**Job**
Could you copy every line of the material below word for word, without changing a single character?

**Given data**
+===+
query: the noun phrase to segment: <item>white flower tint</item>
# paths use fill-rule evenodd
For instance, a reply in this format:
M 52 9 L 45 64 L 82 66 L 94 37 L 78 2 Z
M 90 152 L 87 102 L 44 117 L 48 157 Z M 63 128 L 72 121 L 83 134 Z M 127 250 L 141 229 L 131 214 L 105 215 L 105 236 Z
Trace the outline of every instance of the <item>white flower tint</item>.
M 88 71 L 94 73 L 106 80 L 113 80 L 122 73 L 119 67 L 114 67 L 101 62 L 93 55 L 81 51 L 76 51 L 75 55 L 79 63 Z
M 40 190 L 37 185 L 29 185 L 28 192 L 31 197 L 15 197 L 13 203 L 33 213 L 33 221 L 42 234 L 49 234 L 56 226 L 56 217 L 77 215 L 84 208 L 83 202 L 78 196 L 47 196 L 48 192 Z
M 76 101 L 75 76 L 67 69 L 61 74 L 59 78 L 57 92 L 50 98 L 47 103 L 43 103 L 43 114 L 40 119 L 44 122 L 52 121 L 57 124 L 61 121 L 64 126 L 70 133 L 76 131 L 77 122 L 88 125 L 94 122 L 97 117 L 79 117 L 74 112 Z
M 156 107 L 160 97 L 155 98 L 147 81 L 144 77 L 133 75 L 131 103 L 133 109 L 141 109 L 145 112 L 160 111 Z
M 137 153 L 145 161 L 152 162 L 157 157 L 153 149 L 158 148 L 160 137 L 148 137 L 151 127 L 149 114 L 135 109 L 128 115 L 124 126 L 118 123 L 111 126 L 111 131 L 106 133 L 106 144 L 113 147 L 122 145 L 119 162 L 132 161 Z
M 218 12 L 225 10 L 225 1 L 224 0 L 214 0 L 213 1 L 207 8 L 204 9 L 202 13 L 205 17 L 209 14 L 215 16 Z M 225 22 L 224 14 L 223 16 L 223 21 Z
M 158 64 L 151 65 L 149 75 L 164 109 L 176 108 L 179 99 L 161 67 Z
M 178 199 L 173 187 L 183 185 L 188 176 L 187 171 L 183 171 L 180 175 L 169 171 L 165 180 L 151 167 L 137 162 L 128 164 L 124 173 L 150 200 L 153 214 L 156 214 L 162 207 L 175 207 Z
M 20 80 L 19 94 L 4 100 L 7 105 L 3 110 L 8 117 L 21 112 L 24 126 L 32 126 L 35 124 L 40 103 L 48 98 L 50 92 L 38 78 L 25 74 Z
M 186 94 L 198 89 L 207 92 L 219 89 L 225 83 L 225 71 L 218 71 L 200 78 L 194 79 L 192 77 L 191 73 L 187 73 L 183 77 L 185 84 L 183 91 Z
+===+
**Written answer**
query: the noun phrase to segment: <item>white flower tint</item>
# paths use fill-rule evenodd
For instance, a reply in this format:
M 52 9 L 45 64 L 82 66 L 94 37 L 78 2 Z
M 90 152 L 87 102 L 44 117 L 48 157 Z M 63 128 L 72 121 L 83 134 Z M 127 250 L 141 229 L 131 214 L 105 215 L 105 236 Z
Trace the outline of every instance of the <item>white flower tint</item>.
M 88 71 L 94 73 L 106 80 L 113 80 L 122 73 L 119 67 L 114 67 L 101 62 L 93 55 L 81 51 L 76 51 L 75 55 L 79 63 Z
M 40 190 L 37 185 L 29 185 L 28 192 L 31 197 L 15 197 L 13 203 L 33 213 L 33 221 L 42 234 L 49 234 L 56 226 L 56 217 L 77 215 L 84 208 L 83 202 L 78 196 L 47 196 L 48 192 Z
M 76 101 L 75 76 L 67 69 L 61 74 L 59 78 L 57 92 L 50 98 L 47 103 L 43 103 L 43 114 L 40 119 L 44 122 L 52 121 L 57 124 L 61 121 L 64 126 L 70 133 L 76 131 L 77 122 L 88 125 L 94 122 L 97 117 L 79 117 L 74 112 Z
M 156 107 L 160 97 L 155 98 L 147 81 L 144 77 L 133 75 L 131 103 L 133 109 L 141 109 L 145 112 L 160 111 Z
M 137 153 L 145 161 L 152 162 L 157 157 L 153 149 L 158 148 L 160 137 L 148 137 L 151 127 L 149 114 L 135 109 L 128 115 L 124 126 L 118 123 L 111 126 L 111 131 L 106 133 L 106 144 L 113 147 L 122 145 L 119 162 L 132 161 Z
M 218 12 L 225 10 L 225 1 L 224 0 L 214 0 L 213 1 L 207 8 L 204 9 L 202 13 L 205 17 L 209 14 L 215 16 Z M 225 22 L 224 14 L 223 16 L 223 21 Z
M 158 64 L 151 65 L 149 75 L 164 109 L 176 108 L 179 99 L 161 67 Z
M 178 199 L 173 187 L 183 185 L 188 176 L 187 171 L 183 171 L 180 175 L 169 171 L 165 180 L 151 167 L 137 162 L 128 164 L 124 173 L 150 200 L 153 214 L 156 214 L 162 207 L 175 207 Z
M 20 80 L 19 94 L 4 100 L 7 105 L 3 110 L 8 117 L 21 112 L 24 126 L 32 126 L 35 124 L 40 103 L 48 98 L 50 92 L 38 78 L 25 74 Z
M 186 94 L 198 89 L 207 92 L 219 89 L 225 83 L 225 71 L 218 71 L 200 78 L 194 79 L 192 77 L 191 73 L 187 73 L 183 77 L 185 84 L 183 91 Z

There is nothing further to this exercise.